__Extract provided__

# Oberon KT for the Paperwhite?



## xtine911 (Jul 22, 2011)

I have a question for those who have Oberon covers for their Kindle Touch and have switched to the Paperwhite - how is the fit? The reason I gave up my KT so quickly was because the difference in the KT & PW dimensions seemed so minimal, it looked like I wouldn't have to get a different cover so soon (I'm still in love with my red Paisley KT Oberon)  My top leather strap is already a bit loose from taking the KT in and out of its cover but I'm hoping the PW will still fit without it moving around a lot.

If anyone can confirm, I'd really appreciate it


----------



## Sunshine22 (Feb 18, 2010)

Great question, I'm also hoping to still be able to use my Oberon.


----------



## Heifzilla (Dec 29, 2010)

I really want to know the answer to this, too.  If anyone has pics, that would be great as well.


----------



## BruceS (Feb 7, 2009)

__Given entries__
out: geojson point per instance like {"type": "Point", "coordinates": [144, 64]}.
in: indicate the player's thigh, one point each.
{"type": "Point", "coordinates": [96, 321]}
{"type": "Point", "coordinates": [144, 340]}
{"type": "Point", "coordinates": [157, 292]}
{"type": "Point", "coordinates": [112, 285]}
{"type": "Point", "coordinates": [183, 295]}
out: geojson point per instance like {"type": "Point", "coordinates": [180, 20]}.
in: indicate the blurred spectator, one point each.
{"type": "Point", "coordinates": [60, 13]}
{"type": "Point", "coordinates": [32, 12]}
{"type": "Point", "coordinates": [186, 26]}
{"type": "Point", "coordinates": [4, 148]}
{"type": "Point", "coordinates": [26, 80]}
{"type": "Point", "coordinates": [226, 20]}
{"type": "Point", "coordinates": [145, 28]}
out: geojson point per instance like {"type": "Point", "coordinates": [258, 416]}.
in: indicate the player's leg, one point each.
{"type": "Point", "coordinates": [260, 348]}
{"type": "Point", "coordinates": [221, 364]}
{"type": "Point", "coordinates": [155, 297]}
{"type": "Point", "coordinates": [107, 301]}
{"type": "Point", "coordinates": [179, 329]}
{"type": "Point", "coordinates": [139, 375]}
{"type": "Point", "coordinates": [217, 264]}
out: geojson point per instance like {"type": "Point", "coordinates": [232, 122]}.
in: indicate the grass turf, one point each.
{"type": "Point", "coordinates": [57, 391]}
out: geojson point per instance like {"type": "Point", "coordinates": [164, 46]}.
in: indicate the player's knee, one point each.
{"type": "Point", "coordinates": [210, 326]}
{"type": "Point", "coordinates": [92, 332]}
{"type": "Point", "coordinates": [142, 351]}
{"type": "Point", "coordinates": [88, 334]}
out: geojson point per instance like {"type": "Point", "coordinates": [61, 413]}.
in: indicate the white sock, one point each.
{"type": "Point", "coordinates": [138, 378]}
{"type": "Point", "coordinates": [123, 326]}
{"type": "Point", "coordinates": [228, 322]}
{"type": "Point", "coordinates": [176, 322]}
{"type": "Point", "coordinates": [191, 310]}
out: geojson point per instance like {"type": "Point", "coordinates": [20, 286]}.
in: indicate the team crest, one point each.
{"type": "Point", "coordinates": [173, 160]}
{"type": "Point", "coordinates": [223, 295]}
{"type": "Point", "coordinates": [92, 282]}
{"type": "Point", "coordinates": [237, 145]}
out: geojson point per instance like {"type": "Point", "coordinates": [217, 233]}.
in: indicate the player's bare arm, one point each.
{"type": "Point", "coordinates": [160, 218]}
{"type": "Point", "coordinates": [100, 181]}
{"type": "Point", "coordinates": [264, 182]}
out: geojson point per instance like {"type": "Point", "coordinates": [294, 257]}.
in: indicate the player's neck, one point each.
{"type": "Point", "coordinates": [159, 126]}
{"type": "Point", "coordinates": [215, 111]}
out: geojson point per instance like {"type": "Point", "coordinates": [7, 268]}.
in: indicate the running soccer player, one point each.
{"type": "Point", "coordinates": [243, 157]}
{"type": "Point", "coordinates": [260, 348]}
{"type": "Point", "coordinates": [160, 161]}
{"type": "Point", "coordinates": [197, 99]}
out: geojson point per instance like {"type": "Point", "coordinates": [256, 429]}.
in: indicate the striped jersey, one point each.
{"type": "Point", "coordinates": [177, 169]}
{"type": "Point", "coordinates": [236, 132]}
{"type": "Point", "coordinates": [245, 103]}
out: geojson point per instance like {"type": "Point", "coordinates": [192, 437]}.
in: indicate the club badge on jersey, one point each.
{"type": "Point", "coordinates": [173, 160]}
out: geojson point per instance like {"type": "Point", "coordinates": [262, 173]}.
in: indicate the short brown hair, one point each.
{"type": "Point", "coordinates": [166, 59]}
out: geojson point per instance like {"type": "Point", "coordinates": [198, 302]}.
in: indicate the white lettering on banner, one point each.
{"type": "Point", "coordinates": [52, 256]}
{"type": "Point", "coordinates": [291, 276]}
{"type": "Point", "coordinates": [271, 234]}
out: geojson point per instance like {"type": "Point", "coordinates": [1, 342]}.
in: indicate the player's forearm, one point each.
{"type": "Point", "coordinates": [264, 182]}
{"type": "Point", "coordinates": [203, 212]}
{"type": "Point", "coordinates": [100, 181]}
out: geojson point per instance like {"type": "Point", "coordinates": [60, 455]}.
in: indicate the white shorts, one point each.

__Problem details__
Extend the forum thread on whether an Oberon cover made for the Kindle Touch fits the Paperwhite, picking up right after its last line.

__Answer below__
I have my new PW installed in my Oberon Touch cover, while I wait for the Oberon to make and deliver a new one for my PW.

The upper right corner, held by the bungee cord, is held tightly, but the other three corners are loose.

It is quite usable, but it is loose enough that I have problems powering on the PW while it is in the cover.

I need to lay the cover on a table, use one hand to hold the top of the PW so it won't move, and then use my other hand to press the power button. 

However, the cover is plenty tight enough to still provide protection when I drop my PW.


----------



## sparklemotion (Jan 13, 2011)

I just put mine in in to test it for you. It's doable, but the top upper left hand corner is loose on it, not a snug fit.
The other 3 straps are more snug. Some of it will depend on how snug yours are to begin with and also how often
you have stretched them by taking it in and out. As Bruce said, it's tight enough to provide protection.
It will really just depend on hoe much the looseness bothers you.  I'll take a couple pics for you so you can see what I mean.


----------



## sparklemotion (Jan 13, 2011)

A couple of pics:










you can see the gap between the PW and the strap better in this pic.


----------



## Sunshine22 (Feb 18, 2010)

Bruce and Sparklemotion, thank you!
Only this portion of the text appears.